EXCERPT TO READ: Begin

Coordinating Study Evaluating Outcomes of Advising and Counseling in Heart Failure - COACH
The goal of the trial was to evaluate the effect of two intensity levels of nursing heart failure support compared with a control group.
High-intensity nursing heart failure support would lead to a reduction in important cardiac outcomes.
Patients Screened: 2,957
Patients Enrolled: 1,049
NYHA Class: Class II, 50%; class III, 46%; and class IV, 4%
Mean Follow Up: 18 months
Mean Patient Age: 23-93 years (mean 71 years)
Mean Ejection Fraction: 34%
Admission to the hospital for heart failure (New York Heart Association functional class II-IV), structural heart disease as evidenced by cardiovascular imaging, and age >18 years
Participation in other research trials, invasive intervention performed in the last 6 months or planned in the next 3 months, and evaluation for heart transplantation
The first primary endpoint was a composite of heart failure hospitalization or all-cause mortality. The second primary endpoint was the number of “unfavorable days” lost, defined as days lost because of death or hospitalization during the 18 months of follow-up.
Major secondary endpoints were the individual components of the composite endpoint.
Patients were randomized to one of three groups: 1) intensive nurse support group (n = 353), 2) basic nurse support group (n = 348), and 3) cardiologist only control group (n = 348).
For the three groups at baseline—intensive nurse support, basic nurse support, and control, respectively: angiotensin-receptor blockers (81, 85, 82%), beta-blockers (63, 70, 65%), diuretics (95, 97, 96%), digoxin (29, 32, 30%), and statins (35, 42, 37%)
In all three groups, the number of contacts with cardiologists and nurses was more than anticipated: 10% more in the intensive support group, 40% more in the basic support group, and 33% more in the control group.

EXCERPT TO READ: End

## QUESTIONS
- 1) Summarize the COACH trial summary in two sentences.
- 2) Name every medication or medication type for which the COACH trial summary reports baseline use across the three groups.
The rows that follow are not needed for any of the work here.

INFORMATION SUPPLIED: Begin

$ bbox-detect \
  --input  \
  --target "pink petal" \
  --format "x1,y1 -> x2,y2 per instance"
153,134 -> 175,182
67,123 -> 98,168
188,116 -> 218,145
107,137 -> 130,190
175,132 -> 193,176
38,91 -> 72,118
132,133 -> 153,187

INFORMATION SUPPLIED: End
INFORMATION SUPPLIED: Begin

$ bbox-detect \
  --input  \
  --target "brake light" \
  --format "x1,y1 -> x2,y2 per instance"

INFORMATION SUPPLIED: End
INFORMATION SUPPLIED: Begin

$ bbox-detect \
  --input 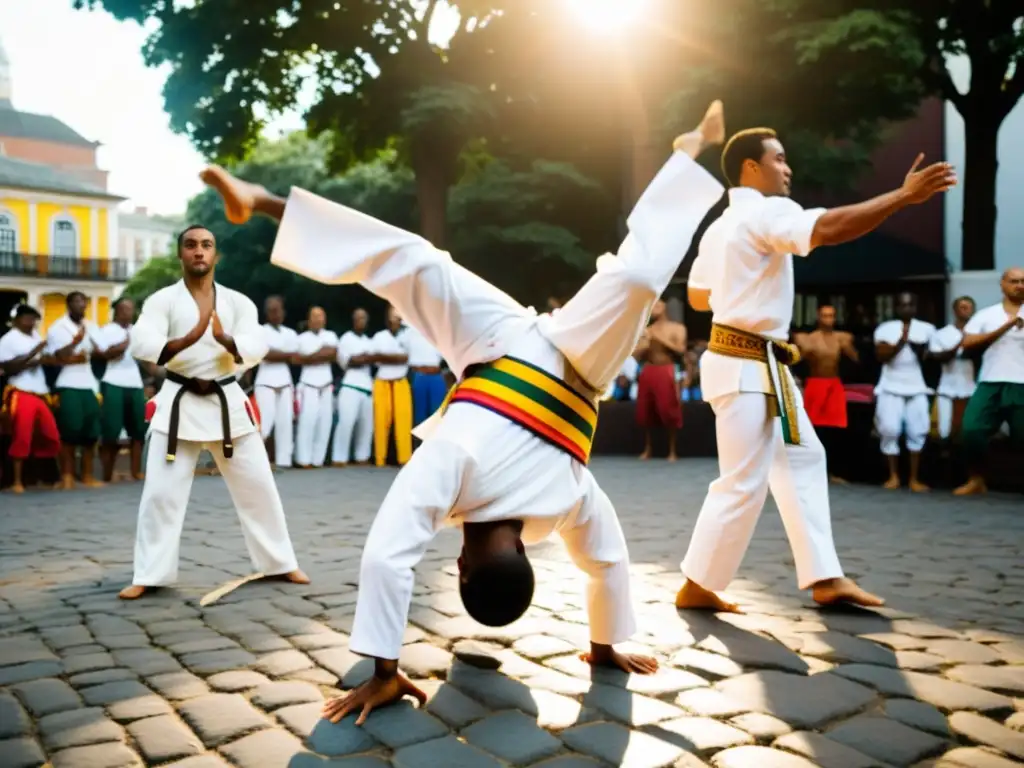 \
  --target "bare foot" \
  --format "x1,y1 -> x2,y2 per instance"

INFORMATION SUPPLIED: End

## RESULTS FOR THE EXERCISE
- 1) The COACH trial evaluated the effect of two intensity levels of nursing heart failure support compared with a control group, randomizing 1,049 enrolled patients to intensive nurse support, basic nurse support, or a cardiologist-only control group. Its first primary endpoint was a composite of heart failure hospitalization or all-cause mortality, and its second was the number of unfavorable days lost to death or hospitalization during 18 months of follow-up.

- 2)
- Angiotensin-receptor blockers
- Beta-blockers
- Diuretics
- Digoxin
- Statins